#### SOURCE MATERIAL

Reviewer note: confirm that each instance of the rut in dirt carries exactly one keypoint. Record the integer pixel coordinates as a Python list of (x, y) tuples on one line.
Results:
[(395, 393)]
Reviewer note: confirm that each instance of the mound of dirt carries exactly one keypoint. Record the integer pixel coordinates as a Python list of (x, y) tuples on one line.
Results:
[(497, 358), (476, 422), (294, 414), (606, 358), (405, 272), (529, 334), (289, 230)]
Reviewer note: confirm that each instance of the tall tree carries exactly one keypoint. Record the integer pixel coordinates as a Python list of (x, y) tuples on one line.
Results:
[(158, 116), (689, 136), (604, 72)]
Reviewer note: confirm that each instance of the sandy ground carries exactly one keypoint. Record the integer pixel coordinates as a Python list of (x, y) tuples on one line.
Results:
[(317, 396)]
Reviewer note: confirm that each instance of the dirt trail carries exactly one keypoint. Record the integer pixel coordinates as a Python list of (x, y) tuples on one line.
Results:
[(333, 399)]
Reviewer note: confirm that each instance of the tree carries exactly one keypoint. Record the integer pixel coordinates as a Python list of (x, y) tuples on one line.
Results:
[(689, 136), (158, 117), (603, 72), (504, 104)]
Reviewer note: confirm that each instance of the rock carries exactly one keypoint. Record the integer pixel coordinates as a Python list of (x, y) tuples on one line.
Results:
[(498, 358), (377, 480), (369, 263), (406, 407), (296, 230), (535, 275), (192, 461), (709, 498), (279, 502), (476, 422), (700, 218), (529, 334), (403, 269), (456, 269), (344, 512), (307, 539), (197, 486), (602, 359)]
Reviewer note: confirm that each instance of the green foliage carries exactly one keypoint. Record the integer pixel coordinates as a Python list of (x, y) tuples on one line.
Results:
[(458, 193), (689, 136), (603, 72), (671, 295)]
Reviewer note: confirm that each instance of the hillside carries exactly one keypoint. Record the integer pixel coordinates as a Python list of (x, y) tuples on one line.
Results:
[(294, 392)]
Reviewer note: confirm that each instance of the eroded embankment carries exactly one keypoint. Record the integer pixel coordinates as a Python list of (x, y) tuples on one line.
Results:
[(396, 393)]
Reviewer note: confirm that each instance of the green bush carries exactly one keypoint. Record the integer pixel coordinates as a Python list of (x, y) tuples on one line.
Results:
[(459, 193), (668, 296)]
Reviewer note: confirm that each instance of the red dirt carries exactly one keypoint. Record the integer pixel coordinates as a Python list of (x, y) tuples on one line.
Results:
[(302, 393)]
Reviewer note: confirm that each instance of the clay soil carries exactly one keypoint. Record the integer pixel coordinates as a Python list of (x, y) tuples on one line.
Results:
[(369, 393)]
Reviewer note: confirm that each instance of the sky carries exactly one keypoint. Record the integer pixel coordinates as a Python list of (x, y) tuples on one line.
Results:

########

EXERCISE DETAILS ▸
Rescale the material between the line containing "Reviewer note: confirm that each instance of the tree" and the line containing "486), (602, 359)]", inclusive, and give only those lines again, requests included. In the answers, multiply every point coordinate by 2.05 and round it to a whole number, with halves rounded up.

RESULT OF THE TASK ▸
Reviewer note: confirm that each instance of the tree carries exactly one keypoint. Record the integer pixel coordinates as a Python list of (x, y) tuples on one line.
Results:
[(1412, 279), (324, 240), (1236, 148), (1033, 213)]
Reviewer note: confirm that each instance of the rock carries exactly one keypoint. Record the integer pixel coordinates as a Python list of (x, y) tuples on one line.
Results:
[(1021, 734), (773, 984), (756, 539), (832, 834), (607, 472), (1097, 564), (394, 945), (1453, 1021), (572, 1029), (976, 865), (1435, 447), (1084, 685), (826, 551), (935, 551), (705, 1050), (629, 1105), (404, 996), (1234, 736)]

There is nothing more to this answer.